## AUSGEWÄHLTER AUSZUG
Kampf um ein deutsches Steuer-FBI

Berlin · Nach den Enthüllungen über die exotischen Tummelplätze der Superreichen und ihrer Vermögen wird in Deutschland über eine effiziente Steuerfahndung nachgedacht. Das Bundesfinanzministerium bringt dafür sogar ein "FBI gegen internationale Steuerhinterziehung" ins Spiel.

Berlin. Eine Bundespolizei für die Fahndung nach Steuerhinterziehern? Diese Idee ist jüngst vom Bundesfinanzministerium in die Diskussion geworfen worden - wohl wissend, dass die Steuerverwaltung Sache der Länder ist und dass daran zumindest kurzfristig keine Abstriche zu erwarten sind.
Allerdings ist der Ruf nach einer Art Bundesfinanzpolizei praktisch so alt wie die Bundesrepublik selbst. Schon bei der Ausarbeitung des Grundgesetzes im Jahr 1949 war eigentlich die Schaffung einer zentralen Steuerverwaltung geplant, wie sie bereits in der Weimarer Republik existierte.
Doch die Alliierten stellten sich quer, weil sie darin eine zu starke Stellung des deutschen Zentralstaates sahen. Im Ergebnis wurde die bis heute existierende Länderfinanzverwaltung geschaffen.
Fünf Jahrzehnte später griff der damalige Bundesfinanzminister Hans Eichel (SPD) die Idee einer zentralen Steuerverwaltung samt Fahndung noch einmal auf. Doch die notwendige Grundgesetzänderung scheiterte am Widerstand der Länder. Auch sein Amtsnachfolger Peer Steinbrück (SPD) versuchte sich daran vergeblich.
Im Zuge der Föderalismusreform II wurden die starren Fronten aber zumindest ein bisschen aufgebrochen. So erhielt das 2006 eingerichtete Bundeszentralamt für Steuern zusätzliche Kompetenzen bei der Betriebsprüfung. Die Behörde kann zum Beispiel die Länder bei der Bekämpfung von Umsatzsteuerbetrug unterstützen. Ohne Zutun der Länder darf der Bund aber nicht aktiv werden. Und einer Steuerfahndung allein durch den Bund würden die Länder wohl auch niemals zustimmen.

## ZU ERLEDIGEN
**A)** Kopieren Sie aus dem Text über das Steuer-FBI wörtlich den Abschnitt, der bei „Berlin · Nach“ beginnt und bei „Weimarer Republik existierte.“ endet.
**B)** Beantworten Sie anhand des Textes über das Steuer-FBI diese Fragen:
(i) Warum stellten sich die Alliierten gegen eine zentrale Steuerverwaltung?
(ii) Woran scheiterte die notwendige Grundgesetzänderung unter Hans Eichel?
(iii) In welchem Jahr wurde das Bundeszentralamt für Steuern eingerichtet?

## VORLIEGENDE ZEILEN
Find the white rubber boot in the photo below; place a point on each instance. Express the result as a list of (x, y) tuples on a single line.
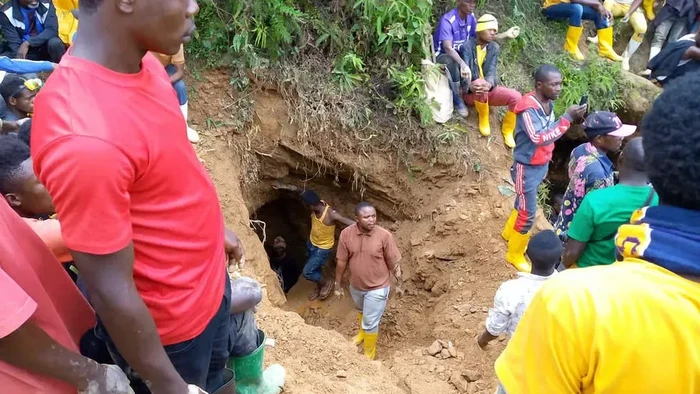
[(631, 49), (192, 134), (653, 51)]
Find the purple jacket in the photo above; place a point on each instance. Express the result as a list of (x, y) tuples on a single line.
[(454, 29)]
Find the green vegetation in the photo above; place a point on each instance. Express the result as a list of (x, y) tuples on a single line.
[(363, 59)]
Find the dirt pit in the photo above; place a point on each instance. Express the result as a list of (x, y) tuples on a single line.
[(447, 226)]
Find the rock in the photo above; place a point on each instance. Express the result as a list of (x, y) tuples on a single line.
[(451, 349), (459, 382), (435, 348), (444, 354), (471, 375)]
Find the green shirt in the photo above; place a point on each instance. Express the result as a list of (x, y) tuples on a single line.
[(601, 213)]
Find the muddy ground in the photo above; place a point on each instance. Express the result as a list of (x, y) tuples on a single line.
[(447, 224)]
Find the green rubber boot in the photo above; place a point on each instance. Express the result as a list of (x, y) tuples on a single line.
[(250, 378)]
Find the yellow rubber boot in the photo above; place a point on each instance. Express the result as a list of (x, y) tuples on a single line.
[(648, 6), (510, 225), (482, 109), (508, 128), (517, 245), (360, 337), (571, 44), (605, 48), (371, 344)]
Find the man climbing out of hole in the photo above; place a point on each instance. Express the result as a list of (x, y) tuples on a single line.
[(632, 326), (591, 235), (535, 133), (18, 93), (371, 255), (481, 55), (513, 296), (589, 165), (575, 11), (677, 59), (138, 210), (321, 240)]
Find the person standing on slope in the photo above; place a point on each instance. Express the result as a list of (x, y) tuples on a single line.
[(535, 132)]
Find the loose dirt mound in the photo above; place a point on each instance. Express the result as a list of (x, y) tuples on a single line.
[(448, 228)]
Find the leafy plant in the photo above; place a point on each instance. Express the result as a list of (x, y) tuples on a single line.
[(411, 97), (349, 71)]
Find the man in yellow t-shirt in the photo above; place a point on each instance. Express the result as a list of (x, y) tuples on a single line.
[(629, 327), (175, 66), (481, 55)]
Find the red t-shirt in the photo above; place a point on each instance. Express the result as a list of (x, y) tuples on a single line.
[(34, 286), (112, 150)]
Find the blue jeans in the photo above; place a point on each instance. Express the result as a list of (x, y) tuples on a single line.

## DIE ANTWORTEN
**A)**
Berlin · Nach den Enthüllungen über die exotischen Tummelplätze der Superreichen und ihrer Vermögen wird in Deutschland über eine effiziente Steuerfahndung nachgedacht. Das Bundesfinanzministerium bringt dafür sogar ein "FBI gegen internationale Steuerhinterziehung" ins Spiel.

Berlin. Eine Bundespolizei für die Fahndung nach Steuerhinterziehern? Diese Idee ist jüngst vom Bundesfinanzministerium in die Diskussion geworfen worden - wohl wissend, dass die Steuerverwaltung Sache der Länder ist und dass daran zumindest kurzfristig keine Abstriche zu erwarten sind.
Allerdings ist der Ruf nach einer Art Bundesfinanzpolizei praktisch so alt wie die Bundesrepublik selbst. Schon bei der Ausarbeitung des Grundgesetzes im Jahr 1949 war eigentlich die Schaffung einer zentralen Steuerverwaltung geplant, wie sie bereits in der Weimarer Republik existierte.

**B)**
(i) Sie sahen darin eine zu starke Stellung des deutschen Zentralstaates.
(ii) Am Widerstand der Länder.
(iii) 2006.